Exercise description: Copy every line of the material below word for word.

*** Begin section ***

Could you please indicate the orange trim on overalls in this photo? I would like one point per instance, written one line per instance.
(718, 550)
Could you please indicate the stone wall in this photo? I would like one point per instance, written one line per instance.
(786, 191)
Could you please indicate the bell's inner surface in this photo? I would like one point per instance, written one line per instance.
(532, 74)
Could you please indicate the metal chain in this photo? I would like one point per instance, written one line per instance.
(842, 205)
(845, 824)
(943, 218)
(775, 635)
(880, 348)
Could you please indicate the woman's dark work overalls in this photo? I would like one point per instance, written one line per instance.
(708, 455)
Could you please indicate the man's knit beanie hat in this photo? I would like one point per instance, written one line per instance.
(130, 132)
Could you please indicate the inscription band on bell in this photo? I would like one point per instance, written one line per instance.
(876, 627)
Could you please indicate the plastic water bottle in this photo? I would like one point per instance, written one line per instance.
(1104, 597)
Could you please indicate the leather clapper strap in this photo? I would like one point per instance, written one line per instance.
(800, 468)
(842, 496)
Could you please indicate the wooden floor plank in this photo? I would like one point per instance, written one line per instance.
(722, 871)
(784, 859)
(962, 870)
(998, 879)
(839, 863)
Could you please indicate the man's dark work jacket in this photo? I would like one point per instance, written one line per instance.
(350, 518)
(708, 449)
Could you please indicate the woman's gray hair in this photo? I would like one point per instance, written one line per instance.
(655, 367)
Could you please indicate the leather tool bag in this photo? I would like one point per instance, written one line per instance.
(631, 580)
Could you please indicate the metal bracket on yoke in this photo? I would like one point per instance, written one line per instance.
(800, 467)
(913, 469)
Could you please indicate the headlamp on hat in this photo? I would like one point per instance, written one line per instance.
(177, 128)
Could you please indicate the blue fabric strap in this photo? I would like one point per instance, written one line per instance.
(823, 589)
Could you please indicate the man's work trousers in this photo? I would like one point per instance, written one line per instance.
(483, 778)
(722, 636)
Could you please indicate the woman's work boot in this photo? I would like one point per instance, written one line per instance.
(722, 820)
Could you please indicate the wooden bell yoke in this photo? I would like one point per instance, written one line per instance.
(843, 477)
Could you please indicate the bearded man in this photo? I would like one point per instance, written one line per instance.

*** End section ***

Output for this exercise:
Could you please indicate the orange trim on overalls in this photo? I would like one point per instance, written one line per instance.
(718, 550)
Could you please indicate the stone wall in this photo? I would like one point per instance, written one line per instance.
(786, 191)
Could you please indicate the bell's inner surface in this photo? I would like one point per instance, written one line per instance.
(532, 74)
Could you please indicate the metal chain in this photo? I would like one point per instance, written one line per instance.
(842, 205)
(845, 824)
(943, 218)
(775, 635)
(880, 348)
Could you please indicate the woman's dark work overalls in this photo? I would like one point per instance, written one line per instance.
(708, 455)
Could you please indicate the man's knit beanie hat in this photo? I would like one point per instance, written one line per instance.
(130, 132)
Could you please indicate the inscription band on bell in this photo? I would like one point per instance, written one line per instance.
(876, 627)
Could you please indicate the plastic water bottle in this photo? I would like one point per instance, written one line per instance.
(1104, 597)
Could you please indicate the leather clapper strap in this photo? I would like one point per instance, written one line per instance.
(800, 468)
(842, 496)
Could you please indicate the wooden floor plank in this photo? I would like one point per instance, written one line per instance.
(722, 871)
(784, 859)
(962, 870)
(998, 879)
(839, 863)
Could you please indicate the man's dark work jacket in this photo? I would like one point per instance, written one line per instance.
(350, 518)
(708, 449)
Could you please indicate the woman's gray hair in this photo? I would like one point per instance, written one line per instance.
(655, 367)
Could you please indicate the leather tool bag in this photo? I would like one point per instance, written one line per instance.
(631, 580)
Could you please indicate the metal bracket on yoke in this photo? I would like one point per instance, written one line per instance.
(800, 467)
(913, 469)
Could you please indicate the headlamp on hat in this photo? I would like one point per instance, written one line per instance.
(177, 128)
Could you please indicate the blue fabric strap in this photo? I would like one point per instance, written one line per instance.
(823, 589)
Could you please indicate the man's work trousers in this photo? I would like one point per instance, written one line per instance.
(483, 778)
(722, 636)
Could you please indicate the woman's work boot in this photo? I would like one point per instance, written one line per instance.
(722, 820)
Could you please indicate the wooden bell yoke in this photo? I would like one point per instance, written one line per instance.
(843, 477)
Could you please indicate the bearded man in this photo? I would like one point per instance, written one line per instance.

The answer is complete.